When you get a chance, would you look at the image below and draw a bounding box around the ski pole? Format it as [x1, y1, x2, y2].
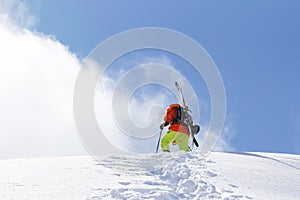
[156, 129, 163, 153]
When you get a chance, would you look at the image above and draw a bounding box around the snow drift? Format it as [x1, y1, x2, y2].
[0, 152, 300, 200]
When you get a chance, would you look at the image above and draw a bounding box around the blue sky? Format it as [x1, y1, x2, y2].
[1, 0, 300, 153]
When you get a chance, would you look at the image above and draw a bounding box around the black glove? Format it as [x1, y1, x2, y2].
[159, 122, 169, 130]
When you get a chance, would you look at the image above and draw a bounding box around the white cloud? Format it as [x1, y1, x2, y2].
[0, 4, 85, 158]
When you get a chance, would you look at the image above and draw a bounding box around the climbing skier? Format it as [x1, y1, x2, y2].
[160, 104, 200, 152]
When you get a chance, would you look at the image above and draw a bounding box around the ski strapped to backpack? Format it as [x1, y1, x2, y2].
[175, 82, 200, 147]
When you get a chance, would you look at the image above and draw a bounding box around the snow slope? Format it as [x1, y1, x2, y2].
[0, 152, 300, 200]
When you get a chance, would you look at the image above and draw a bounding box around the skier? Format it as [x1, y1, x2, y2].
[160, 104, 190, 152]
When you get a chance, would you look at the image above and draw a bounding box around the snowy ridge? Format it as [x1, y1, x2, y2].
[0, 152, 300, 200]
[99, 152, 246, 200]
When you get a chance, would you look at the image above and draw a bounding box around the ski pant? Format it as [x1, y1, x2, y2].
[161, 130, 190, 152]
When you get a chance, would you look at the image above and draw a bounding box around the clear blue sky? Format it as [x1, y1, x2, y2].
[33, 0, 300, 153]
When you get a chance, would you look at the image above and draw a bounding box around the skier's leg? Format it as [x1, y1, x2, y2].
[176, 133, 190, 152]
[161, 130, 177, 151]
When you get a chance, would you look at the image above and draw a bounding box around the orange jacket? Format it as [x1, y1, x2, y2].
[164, 104, 190, 136]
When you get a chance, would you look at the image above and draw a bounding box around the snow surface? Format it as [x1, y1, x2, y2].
[0, 152, 300, 200]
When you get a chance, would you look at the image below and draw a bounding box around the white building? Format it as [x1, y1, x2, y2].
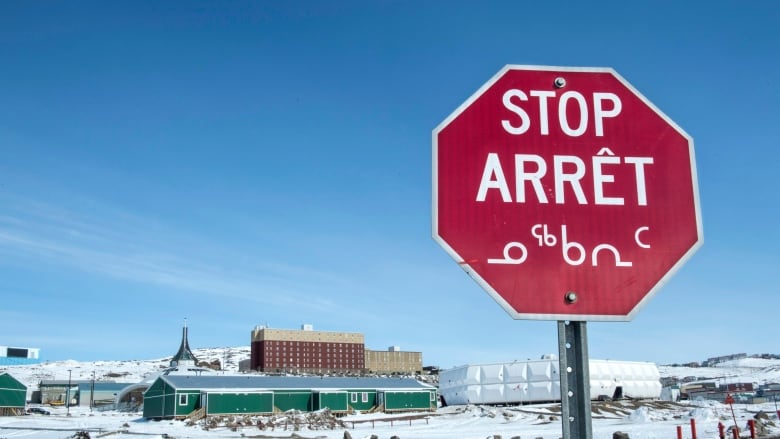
[439, 358, 661, 405]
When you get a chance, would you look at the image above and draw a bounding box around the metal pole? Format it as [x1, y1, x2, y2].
[558, 321, 593, 439]
[89, 370, 95, 412]
[65, 369, 71, 416]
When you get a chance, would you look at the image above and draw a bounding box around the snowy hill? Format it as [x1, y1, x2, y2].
[0, 346, 250, 389]
[6, 346, 780, 394]
[0, 347, 780, 439]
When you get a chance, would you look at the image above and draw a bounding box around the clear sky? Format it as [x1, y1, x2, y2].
[0, 1, 780, 368]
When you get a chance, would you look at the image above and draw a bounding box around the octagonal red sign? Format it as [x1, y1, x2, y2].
[433, 65, 702, 320]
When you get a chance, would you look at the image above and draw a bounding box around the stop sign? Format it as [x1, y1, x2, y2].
[433, 65, 702, 320]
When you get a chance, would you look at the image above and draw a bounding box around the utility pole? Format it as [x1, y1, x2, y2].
[65, 369, 71, 416]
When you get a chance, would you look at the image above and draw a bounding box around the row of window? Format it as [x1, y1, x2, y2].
[179, 392, 436, 405]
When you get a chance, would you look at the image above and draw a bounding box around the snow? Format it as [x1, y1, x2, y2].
[0, 347, 780, 439]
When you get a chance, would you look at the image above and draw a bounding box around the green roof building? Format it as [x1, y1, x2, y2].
[143, 375, 437, 419]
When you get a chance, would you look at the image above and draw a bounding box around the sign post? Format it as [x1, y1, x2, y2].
[432, 65, 702, 439]
[558, 321, 593, 439]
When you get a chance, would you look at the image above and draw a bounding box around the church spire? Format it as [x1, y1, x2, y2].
[171, 317, 198, 367]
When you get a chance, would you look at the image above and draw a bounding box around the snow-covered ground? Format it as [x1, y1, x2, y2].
[0, 348, 780, 439]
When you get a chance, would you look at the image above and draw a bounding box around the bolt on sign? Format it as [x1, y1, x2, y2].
[433, 65, 703, 321]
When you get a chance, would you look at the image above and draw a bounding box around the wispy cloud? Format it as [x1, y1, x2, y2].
[0, 193, 350, 310]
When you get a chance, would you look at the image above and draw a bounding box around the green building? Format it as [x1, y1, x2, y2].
[0, 372, 27, 416]
[143, 375, 437, 419]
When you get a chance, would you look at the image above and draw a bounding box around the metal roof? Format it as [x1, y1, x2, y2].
[161, 375, 434, 390]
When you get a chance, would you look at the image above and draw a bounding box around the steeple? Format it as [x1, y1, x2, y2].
[171, 318, 198, 367]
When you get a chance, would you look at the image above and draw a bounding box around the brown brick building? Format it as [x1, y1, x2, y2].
[366, 346, 422, 375]
[250, 325, 366, 373]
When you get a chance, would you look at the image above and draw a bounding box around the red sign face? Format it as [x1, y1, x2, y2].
[433, 66, 702, 320]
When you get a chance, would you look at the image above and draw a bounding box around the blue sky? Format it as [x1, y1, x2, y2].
[0, 1, 780, 367]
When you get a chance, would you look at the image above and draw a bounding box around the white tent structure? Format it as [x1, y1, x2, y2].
[439, 358, 661, 405]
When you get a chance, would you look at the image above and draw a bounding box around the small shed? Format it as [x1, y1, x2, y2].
[143, 375, 437, 419]
[0, 372, 27, 416]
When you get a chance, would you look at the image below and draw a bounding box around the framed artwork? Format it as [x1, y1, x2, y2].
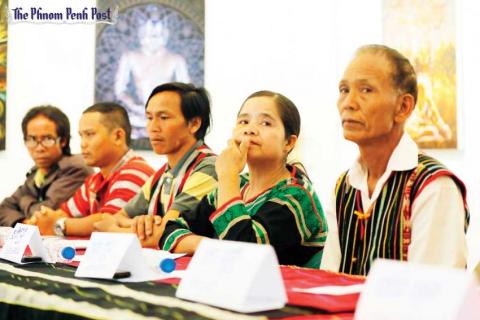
[95, 0, 205, 150]
[383, 0, 458, 149]
[0, 0, 8, 150]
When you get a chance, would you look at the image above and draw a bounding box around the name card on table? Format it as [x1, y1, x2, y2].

--------------------------------------------------

GIVEN INSTRUCTION
Write out the listing again, putting "rectangle" wherever "bounding box" occurs and keeping everything else the same. Leave out the pictures.

THE REPLY
When you get a chance, would you look at the image below and draw a rectangle around the ski pole? Format it as [x1, y1, x2, y2].
[156, 129, 163, 153]
When you get a chance, would you look at the image above and draw a rectangle around the snow drift? Format it as [x1, y1, x2, y2].
[0, 152, 300, 200]
When you get a chance, would you look at the image above and draw a rectangle around the blue sky? Format it as [x1, y1, x2, y2].
[1, 0, 300, 153]
When you get a chance, would you look at the image above and draw a rectangle around the black glove? Format it as [x1, y1, x2, y2].
[159, 122, 169, 130]
When you get a chance, would you look at the image above and draw a rectangle around the white cloud? Format it as [x1, y1, x2, y2].
[0, 4, 85, 158]
When you get a chance, would you look at the image above and draw a rectangle around the climbing skier? Format it as [x1, y1, x2, y2].
[160, 104, 200, 152]
When you get a chance, would you look at the image above and draw a rectangle around the ski strapped to backpack? Format it as [x1, y1, x2, y2].
[175, 82, 200, 147]
When you get a chance, would you look at the image above and draw a rectangle around the snow slope? Format it as [x1, y1, x2, y2].
[0, 152, 300, 200]
When you get a chance, would you look at the image above and draw a rectangle around the skier? Format it as [x1, y1, x2, y2].
[160, 104, 190, 152]
When you get a chance, would you look at the image above and draw a rectangle around the snowy ridge? Format it as [x1, y1, x2, y2].
[0, 152, 300, 200]
[99, 152, 246, 200]
When you get a chance, would you look at the image above and draw a rectangle around the ski pant? Format it as [x1, y1, x2, y2].
[161, 130, 190, 152]
When you get a chance, would you look at the image above and draw a rectangle around the clear blue sky? Format it as [x1, y1, x2, y2].
[33, 0, 300, 153]
When you get a chance, would you look at the image above and draw a rectangle around the skier's leg? Format it as [x1, y1, x2, y2].
[176, 133, 190, 152]
[161, 130, 177, 151]
When you get a chance, would you look at the image above and draw a rectangle around the orange jacket? Format it as [x1, y1, x2, y2].
[164, 104, 190, 136]
When you get a chance, would you look at the image above and draw a rectangle around the snow surface? Format it as [x1, y1, x2, y2].
[0, 152, 300, 200]
When you get a chance, would you look at the image below and draw a rectangle around the white building? Format it as [x1, y1, x2, y2].
[439, 358, 661, 405]
When you get a chance, would you look at the image above and draw a rectangle around the metal pole? Format it as [x1, y1, x2, y2].
[558, 321, 593, 439]
[89, 370, 95, 412]
[65, 369, 71, 416]
When you get a chance, would you look at the image above and draw a rectangle around the snowy hill? Format it as [x1, y1, x2, y2].
[0, 346, 250, 389]
[6, 346, 780, 394]
[0, 347, 780, 439]
When you get a chance, would you look at the image above and draw a rectangle around the clear sky? Format it as [x1, y1, x2, y2].
[0, 1, 780, 368]
When you get a chance, would you look at the image above and draw a rectangle around the octagonal red sign? Format it as [x1, y1, x2, y2].
[433, 65, 702, 320]
When you get a chance, would you look at the image above and draw a rectangle around the stop sign? Format it as [x1, y1, x2, y2].
[433, 65, 702, 320]
When you get a chance, would you look at the image above and draw a rectangle around the utility pole? Format it as [x1, y1, x2, y2].
[65, 369, 71, 416]
When you get a chance, would you look at the image above and draw a rectangle around the row of window? Format it as [x1, y1, x2, y2].
[179, 392, 436, 405]
When you get a chance, would you look at the image above and draw a rectangle around the snow? Format it as [x1, y1, x2, y2].
[0, 347, 780, 439]
When you get a chance, would you look at the image above and draw a rectangle around the green roof building? Format it as [x1, y1, x2, y2].
[143, 375, 437, 419]
When you get a chance, would you look at the image above and draw a rectangle around the sign post? Format it as [x1, y1, x2, y2].
[432, 65, 702, 439]
[558, 321, 593, 439]
When you get a chance, would you look at the image above and draw a rectangle around the church spire? Format it as [x1, y1, x2, y2].
[171, 317, 198, 367]
When you get a chance, would you look at the image above and draw a rectangle around the snow-covered ground? Format it as [x1, y1, x2, y2].
[0, 348, 780, 439]
When you get a chance, would you look at the image above and draw a rectangle around the bolt on sign? Format it as [x1, y1, x2, y2].
[433, 65, 703, 321]
When you get a chance, would you look at the image above and draw a rectangle around the wispy cloud? Format it as [x1, y1, x2, y2].
[0, 193, 350, 310]
When you get a chance, would you look at the image above and draw a rectangle around the green building? Format it as [x1, y1, x2, y2].
[0, 372, 27, 416]
[143, 375, 437, 419]
When you get a chance, would you look at the image above and draw a rectangle around the metal roof? Format it as [x1, y1, x2, y2].
[161, 375, 434, 390]
When you get a chance, would you look at the image above and draw a rectangle around the steeple? Format it as [x1, y1, x2, y2].
[171, 318, 198, 367]
When you get a chance, would you look at the image above and draw a rectangle around the brown brick building? Format it as [x1, y1, x2, y2].
[366, 346, 422, 375]
[250, 325, 366, 373]
When you get a chance, would you look at the image above and draw a rectangle around the red sign face? Format it as [x1, y1, x2, y2].
[433, 66, 702, 320]
When you get a chance, would you look at the image above and draw a rectangle around the blue sky? Format it as [x1, y1, x2, y2].
[0, 1, 780, 367]
When you get a chance, would you look at the image above and draw a rectangle around the white tent structure? Format it as [x1, y1, x2, y2].
[439, 358, 661, 405]
When you get a chance, would you look at the image above and draw a rectangle around the small shed? Format it as [x1, y1, x2, y2].
[143, 375, 437, 419]
[0, 372, 27, 416]
When you get a chance, would you look at the image below and draw a rectangle around the framed artwork? Format it as [x1, y1, x2, y2].
[95, 0, 205, 150]
[383, 0, 458, 149]
[0, 0, 8, 150]
When you get a chance, would you look at the image above and draw a rectangle around the name card on table? Format it as [x1, y1, x2, y2].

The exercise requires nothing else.